- _WRITTEN REQUEST_
Please output only the lines that run from the line containing "Practice task. Find the side" through the end of the material below, exactly.

- _Records contained in a dataset_
----------------
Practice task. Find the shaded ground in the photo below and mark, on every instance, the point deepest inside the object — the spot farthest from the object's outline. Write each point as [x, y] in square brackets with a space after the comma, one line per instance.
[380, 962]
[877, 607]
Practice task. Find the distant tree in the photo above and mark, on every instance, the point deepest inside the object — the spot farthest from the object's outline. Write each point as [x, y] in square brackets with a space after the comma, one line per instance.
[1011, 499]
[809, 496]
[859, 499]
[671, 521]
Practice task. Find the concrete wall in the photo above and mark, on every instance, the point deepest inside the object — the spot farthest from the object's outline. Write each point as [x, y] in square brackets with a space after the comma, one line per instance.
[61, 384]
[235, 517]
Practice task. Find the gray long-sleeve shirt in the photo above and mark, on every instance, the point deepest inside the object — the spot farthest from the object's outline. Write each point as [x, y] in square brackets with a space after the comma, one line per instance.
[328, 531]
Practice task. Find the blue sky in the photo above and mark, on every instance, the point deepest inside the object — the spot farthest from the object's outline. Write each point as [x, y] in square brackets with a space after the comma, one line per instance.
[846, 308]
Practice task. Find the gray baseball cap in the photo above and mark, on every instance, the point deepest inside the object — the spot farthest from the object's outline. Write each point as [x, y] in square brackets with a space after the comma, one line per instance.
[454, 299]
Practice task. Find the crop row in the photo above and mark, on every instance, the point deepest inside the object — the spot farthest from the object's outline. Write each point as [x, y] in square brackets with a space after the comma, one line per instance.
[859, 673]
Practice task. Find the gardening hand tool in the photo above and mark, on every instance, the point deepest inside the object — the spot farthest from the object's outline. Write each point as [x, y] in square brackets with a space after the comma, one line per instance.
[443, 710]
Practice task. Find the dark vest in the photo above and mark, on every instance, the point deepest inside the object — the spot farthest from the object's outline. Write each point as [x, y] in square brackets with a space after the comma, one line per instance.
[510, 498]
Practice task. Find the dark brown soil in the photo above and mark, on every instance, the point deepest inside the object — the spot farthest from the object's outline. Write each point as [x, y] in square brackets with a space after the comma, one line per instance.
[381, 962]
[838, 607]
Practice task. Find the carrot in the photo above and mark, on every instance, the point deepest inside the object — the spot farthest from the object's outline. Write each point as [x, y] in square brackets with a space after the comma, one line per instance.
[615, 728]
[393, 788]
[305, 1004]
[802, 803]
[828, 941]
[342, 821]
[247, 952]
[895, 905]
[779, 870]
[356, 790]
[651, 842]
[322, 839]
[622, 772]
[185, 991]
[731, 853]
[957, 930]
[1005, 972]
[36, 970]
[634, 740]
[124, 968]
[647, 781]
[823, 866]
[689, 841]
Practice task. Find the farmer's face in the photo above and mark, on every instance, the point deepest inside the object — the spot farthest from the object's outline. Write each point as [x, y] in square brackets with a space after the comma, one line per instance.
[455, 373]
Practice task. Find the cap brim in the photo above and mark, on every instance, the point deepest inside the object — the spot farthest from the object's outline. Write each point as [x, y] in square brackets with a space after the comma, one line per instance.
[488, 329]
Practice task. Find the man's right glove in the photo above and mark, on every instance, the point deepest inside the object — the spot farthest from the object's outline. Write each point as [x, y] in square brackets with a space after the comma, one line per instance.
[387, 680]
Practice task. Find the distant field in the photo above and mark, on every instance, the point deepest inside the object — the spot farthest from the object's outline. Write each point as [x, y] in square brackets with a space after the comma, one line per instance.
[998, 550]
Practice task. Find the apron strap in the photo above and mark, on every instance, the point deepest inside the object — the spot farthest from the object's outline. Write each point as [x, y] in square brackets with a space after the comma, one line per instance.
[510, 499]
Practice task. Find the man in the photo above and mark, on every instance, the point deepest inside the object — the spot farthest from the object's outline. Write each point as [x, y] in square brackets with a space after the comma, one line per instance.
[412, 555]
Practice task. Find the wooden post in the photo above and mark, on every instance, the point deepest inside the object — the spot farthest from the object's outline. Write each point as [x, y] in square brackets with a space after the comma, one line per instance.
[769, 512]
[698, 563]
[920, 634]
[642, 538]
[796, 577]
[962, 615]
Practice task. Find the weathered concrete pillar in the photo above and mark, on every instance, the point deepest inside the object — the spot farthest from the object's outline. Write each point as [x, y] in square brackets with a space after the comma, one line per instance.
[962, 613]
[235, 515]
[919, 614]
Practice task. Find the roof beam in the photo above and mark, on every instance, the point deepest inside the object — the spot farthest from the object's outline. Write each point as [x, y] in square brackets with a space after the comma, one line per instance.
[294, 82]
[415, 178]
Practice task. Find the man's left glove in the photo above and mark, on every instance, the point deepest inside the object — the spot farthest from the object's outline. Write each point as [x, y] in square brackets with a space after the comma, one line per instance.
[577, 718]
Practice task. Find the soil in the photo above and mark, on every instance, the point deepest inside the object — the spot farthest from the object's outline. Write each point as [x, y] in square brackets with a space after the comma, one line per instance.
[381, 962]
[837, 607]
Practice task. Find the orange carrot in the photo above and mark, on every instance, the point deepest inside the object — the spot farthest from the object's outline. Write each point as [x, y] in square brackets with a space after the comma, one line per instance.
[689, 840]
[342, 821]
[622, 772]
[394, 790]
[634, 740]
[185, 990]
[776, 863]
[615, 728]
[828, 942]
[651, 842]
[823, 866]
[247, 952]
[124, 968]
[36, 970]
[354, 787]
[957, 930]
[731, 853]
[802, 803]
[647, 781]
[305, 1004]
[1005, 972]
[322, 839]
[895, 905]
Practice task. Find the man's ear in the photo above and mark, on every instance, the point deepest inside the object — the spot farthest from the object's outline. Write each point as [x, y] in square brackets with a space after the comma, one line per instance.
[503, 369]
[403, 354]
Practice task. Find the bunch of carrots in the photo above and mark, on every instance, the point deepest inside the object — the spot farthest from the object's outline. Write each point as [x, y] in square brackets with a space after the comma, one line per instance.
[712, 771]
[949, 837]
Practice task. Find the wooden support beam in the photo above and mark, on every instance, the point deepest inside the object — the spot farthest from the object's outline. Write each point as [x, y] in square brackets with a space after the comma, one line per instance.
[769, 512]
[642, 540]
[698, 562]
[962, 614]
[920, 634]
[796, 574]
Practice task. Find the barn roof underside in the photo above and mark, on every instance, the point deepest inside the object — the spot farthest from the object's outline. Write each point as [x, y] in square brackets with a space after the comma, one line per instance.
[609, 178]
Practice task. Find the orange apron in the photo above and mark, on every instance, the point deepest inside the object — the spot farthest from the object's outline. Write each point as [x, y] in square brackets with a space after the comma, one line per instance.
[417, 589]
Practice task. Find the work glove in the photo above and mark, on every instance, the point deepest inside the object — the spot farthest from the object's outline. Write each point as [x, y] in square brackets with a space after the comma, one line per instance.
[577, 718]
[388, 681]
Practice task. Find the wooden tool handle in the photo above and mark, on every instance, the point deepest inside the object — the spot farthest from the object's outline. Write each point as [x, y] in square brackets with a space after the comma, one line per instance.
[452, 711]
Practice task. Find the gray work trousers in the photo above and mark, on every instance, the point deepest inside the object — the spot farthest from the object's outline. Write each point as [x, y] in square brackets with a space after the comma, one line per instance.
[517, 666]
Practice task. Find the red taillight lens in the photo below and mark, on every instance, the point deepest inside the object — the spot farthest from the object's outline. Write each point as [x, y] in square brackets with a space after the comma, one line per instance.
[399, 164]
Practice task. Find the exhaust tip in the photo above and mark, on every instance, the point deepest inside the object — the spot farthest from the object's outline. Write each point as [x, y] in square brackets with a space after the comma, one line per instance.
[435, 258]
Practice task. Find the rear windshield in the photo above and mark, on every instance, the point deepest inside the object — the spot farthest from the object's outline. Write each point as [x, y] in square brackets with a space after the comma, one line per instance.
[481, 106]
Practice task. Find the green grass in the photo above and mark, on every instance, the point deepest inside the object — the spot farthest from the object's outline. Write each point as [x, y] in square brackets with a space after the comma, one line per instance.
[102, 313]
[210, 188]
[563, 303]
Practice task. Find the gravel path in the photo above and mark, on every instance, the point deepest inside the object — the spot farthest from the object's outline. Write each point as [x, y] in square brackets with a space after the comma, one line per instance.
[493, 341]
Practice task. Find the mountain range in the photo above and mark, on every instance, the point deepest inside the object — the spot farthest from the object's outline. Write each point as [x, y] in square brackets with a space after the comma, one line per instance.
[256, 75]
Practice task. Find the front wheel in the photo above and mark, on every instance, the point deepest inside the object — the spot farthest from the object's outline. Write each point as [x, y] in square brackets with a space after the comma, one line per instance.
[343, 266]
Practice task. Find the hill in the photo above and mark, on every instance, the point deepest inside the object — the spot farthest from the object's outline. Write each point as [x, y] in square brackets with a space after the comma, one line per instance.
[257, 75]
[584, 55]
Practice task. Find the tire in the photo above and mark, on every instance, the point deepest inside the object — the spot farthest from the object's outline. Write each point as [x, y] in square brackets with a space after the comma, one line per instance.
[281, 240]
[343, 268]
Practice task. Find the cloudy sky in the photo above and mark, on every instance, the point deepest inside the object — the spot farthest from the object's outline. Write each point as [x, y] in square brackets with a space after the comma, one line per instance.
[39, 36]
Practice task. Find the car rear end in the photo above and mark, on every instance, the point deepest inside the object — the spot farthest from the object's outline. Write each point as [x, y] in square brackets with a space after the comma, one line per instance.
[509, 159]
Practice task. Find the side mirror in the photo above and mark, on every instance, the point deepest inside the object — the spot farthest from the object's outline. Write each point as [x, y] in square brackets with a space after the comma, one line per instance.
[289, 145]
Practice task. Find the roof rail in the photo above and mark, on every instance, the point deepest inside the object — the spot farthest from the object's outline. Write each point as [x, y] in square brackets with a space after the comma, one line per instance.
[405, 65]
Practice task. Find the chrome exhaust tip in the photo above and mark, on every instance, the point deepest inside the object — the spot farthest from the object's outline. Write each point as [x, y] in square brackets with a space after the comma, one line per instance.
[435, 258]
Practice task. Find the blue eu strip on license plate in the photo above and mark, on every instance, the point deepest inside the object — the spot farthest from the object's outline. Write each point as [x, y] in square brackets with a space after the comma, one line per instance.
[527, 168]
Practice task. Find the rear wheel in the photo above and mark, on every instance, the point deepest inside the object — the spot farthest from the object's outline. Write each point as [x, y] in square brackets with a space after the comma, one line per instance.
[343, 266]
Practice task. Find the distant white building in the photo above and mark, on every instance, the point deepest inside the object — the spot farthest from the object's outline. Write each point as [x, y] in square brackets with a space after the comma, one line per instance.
----------------
- _TASK RESULT_
Practice task. Find the side mirror in the photo above and mark, on every instance, the point deepest inside the object — the spot farthest from the object's outline. Write each point as [x, y] in square brackets with a space after the comma, one line per instance.
[289, 145]
Practice task. Find the roof rail in the photo above and mark, on every instance, the point deepest inside the object — the spot farthest from the object's outline. Write each point as [x, y] in square brackets with a space after the comma, one line per instance.
[405, 65]
Practice task. Find the chrome exhaust tip in the photo above and mark, on every instance, the point deepest inside the object — the spot farthest from the object's outline. Write each point as [x, y] in square brackets with a space after the comma, one line per instance.
[435, 258]
Practice task. Find the blue eu strip on license plate in the photo above and mark, on every instance, the point deepest inside the object — the spot farthest from the object's outline. Write each point as [x, y] in square brackets with a space after the comma, one line per instance.
[527, 168]
Practice task. Find the rear wheel in the photo above and mark, on every instance, the point deepest inside the object — the spot farthest from the object's outline. Write each point as [x, y] in square brackets with a space after the comma, one line per instance.
[343, 266]
Practice task. Find the distant white building in the photo above and mark, on every instance, the point deepest inside the object — the spot farthest from the object's outline. Write each point as [x, y] in square brackets with a space after the comma, one line per instance.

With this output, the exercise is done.